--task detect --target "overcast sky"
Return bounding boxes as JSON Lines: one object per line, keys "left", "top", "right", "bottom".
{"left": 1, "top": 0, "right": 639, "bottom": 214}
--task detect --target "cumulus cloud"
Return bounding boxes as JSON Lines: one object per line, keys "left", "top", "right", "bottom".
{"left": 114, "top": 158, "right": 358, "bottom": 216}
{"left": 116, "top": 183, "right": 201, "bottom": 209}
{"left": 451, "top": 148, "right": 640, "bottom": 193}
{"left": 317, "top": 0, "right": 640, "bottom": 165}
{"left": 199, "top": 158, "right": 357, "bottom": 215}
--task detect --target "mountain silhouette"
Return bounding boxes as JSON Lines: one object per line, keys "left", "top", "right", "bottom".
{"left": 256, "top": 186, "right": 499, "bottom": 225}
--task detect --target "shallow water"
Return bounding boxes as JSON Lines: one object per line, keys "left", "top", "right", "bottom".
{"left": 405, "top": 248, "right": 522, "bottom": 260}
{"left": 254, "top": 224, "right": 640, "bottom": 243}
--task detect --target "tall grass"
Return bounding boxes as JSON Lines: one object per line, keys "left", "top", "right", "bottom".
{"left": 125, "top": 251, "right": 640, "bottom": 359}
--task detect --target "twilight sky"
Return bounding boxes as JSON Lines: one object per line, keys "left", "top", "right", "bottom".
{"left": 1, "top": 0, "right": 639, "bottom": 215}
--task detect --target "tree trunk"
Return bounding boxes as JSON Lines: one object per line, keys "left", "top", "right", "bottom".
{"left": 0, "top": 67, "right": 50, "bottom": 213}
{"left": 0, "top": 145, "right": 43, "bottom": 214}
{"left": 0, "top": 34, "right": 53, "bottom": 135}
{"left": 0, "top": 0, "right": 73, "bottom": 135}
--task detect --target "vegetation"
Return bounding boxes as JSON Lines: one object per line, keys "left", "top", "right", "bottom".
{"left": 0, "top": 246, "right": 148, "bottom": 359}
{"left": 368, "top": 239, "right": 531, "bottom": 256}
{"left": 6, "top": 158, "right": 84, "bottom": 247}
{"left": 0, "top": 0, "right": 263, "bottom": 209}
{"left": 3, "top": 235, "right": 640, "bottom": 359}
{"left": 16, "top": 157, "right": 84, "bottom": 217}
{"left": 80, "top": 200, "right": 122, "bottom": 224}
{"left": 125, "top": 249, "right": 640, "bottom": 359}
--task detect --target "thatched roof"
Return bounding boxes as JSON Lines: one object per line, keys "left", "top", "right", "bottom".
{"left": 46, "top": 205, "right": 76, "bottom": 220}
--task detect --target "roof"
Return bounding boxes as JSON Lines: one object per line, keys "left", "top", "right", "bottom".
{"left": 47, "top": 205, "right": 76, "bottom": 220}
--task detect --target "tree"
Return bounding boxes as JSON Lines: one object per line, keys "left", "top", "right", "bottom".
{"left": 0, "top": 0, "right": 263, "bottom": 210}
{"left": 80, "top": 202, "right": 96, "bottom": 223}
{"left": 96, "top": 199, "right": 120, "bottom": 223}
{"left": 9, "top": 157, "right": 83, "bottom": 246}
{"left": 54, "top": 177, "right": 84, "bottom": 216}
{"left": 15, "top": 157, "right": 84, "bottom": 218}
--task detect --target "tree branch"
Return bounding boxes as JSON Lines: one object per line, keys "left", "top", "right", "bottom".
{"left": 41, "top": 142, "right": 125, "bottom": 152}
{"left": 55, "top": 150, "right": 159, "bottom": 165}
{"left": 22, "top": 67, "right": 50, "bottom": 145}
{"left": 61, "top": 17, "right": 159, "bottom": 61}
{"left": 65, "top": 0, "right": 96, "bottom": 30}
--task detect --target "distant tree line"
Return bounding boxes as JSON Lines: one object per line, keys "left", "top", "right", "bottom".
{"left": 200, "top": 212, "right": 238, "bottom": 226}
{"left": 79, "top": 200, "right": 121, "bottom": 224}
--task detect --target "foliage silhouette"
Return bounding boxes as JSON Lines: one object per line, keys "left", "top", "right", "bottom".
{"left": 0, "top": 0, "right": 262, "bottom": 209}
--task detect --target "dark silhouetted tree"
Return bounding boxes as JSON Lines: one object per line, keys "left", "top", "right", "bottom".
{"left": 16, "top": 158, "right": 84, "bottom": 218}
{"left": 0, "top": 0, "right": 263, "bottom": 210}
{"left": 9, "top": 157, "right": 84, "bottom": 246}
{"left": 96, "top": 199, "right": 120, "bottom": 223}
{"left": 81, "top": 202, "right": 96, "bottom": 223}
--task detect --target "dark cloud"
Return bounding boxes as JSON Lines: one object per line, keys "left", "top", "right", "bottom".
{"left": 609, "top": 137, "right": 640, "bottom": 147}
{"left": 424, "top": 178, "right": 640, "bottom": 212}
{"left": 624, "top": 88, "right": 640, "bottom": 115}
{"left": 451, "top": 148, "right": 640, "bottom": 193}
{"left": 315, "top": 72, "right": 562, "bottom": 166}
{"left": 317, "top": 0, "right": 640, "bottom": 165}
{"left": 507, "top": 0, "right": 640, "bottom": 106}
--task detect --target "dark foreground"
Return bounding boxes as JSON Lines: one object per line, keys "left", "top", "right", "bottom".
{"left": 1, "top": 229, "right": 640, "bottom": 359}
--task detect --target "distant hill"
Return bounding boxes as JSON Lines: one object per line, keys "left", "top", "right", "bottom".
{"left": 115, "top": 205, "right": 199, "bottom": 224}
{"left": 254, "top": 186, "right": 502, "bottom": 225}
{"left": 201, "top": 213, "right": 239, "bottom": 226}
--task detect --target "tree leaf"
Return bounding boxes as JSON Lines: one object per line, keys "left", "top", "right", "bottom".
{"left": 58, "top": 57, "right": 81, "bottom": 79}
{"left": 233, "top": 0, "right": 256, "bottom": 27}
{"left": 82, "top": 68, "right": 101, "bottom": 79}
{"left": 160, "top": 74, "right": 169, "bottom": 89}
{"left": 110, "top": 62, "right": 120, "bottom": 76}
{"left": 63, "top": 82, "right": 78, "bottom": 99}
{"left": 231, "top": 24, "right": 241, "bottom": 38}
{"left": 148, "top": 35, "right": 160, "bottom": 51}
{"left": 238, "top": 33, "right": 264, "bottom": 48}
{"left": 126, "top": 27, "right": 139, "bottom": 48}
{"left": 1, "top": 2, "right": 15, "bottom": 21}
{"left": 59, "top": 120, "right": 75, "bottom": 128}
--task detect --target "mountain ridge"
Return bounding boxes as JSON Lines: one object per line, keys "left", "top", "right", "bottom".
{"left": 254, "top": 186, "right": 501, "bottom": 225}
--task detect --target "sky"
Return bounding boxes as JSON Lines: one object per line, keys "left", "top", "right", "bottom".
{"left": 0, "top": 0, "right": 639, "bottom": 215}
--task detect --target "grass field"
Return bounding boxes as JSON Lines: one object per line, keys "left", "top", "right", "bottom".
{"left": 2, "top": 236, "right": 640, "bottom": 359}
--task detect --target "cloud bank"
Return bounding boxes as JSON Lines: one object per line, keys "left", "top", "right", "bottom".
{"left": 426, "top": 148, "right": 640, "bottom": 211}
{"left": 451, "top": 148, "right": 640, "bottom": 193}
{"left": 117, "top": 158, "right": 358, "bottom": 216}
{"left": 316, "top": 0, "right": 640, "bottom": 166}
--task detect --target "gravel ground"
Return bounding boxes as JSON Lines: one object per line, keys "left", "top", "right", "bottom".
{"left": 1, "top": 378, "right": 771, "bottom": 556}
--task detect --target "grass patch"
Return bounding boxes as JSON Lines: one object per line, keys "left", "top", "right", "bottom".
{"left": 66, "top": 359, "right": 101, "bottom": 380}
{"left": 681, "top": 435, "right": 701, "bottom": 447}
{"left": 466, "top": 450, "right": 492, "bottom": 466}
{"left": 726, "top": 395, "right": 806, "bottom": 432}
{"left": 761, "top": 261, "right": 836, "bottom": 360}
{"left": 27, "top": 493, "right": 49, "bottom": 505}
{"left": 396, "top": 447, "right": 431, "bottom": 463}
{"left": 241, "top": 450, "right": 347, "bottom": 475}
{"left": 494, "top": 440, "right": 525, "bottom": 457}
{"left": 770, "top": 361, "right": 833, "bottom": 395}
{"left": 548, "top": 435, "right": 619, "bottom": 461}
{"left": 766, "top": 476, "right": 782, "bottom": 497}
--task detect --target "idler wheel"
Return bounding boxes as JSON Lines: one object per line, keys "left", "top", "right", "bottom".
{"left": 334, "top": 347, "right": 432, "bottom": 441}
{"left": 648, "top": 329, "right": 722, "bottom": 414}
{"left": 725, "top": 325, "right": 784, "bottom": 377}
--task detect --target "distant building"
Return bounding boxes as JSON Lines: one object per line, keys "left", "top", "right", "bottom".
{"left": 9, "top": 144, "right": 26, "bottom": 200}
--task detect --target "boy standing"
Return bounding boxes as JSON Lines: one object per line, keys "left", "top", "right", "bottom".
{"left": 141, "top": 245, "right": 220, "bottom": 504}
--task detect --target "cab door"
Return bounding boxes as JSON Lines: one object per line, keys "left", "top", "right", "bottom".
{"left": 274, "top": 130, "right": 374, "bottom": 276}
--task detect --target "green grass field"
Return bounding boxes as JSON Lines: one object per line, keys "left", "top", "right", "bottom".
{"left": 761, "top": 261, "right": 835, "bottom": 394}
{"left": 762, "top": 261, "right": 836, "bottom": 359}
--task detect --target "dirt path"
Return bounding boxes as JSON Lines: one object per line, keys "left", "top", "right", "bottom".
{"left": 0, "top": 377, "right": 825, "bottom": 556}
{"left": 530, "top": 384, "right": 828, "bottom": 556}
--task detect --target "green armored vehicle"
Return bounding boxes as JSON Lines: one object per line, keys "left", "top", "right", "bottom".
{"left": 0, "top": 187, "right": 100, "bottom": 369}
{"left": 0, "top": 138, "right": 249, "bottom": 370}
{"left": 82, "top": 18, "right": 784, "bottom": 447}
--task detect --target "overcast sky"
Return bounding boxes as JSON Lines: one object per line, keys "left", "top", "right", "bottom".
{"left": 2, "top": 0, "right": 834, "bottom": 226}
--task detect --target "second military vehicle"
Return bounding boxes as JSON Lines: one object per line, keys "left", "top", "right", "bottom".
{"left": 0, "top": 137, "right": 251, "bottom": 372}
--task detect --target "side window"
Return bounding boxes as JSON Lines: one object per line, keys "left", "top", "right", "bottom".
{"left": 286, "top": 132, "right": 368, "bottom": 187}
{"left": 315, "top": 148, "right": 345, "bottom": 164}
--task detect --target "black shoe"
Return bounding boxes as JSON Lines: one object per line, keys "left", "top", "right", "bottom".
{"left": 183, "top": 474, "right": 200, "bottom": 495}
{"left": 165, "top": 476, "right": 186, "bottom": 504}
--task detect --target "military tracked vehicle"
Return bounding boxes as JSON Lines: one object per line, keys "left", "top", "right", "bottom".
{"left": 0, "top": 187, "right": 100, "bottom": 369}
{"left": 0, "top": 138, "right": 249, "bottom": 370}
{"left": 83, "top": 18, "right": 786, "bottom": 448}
########################################
■ ABOUT THIS EXERCISE ■
For the string "dark", go through the entries above and copy each line where it occurs.

■ SOLUTION TO THIS EXERCISE ■
--task detect --target "dark silhouetted tree"
--task detect --target "dark cloud"
--task detect --target "dark foreground"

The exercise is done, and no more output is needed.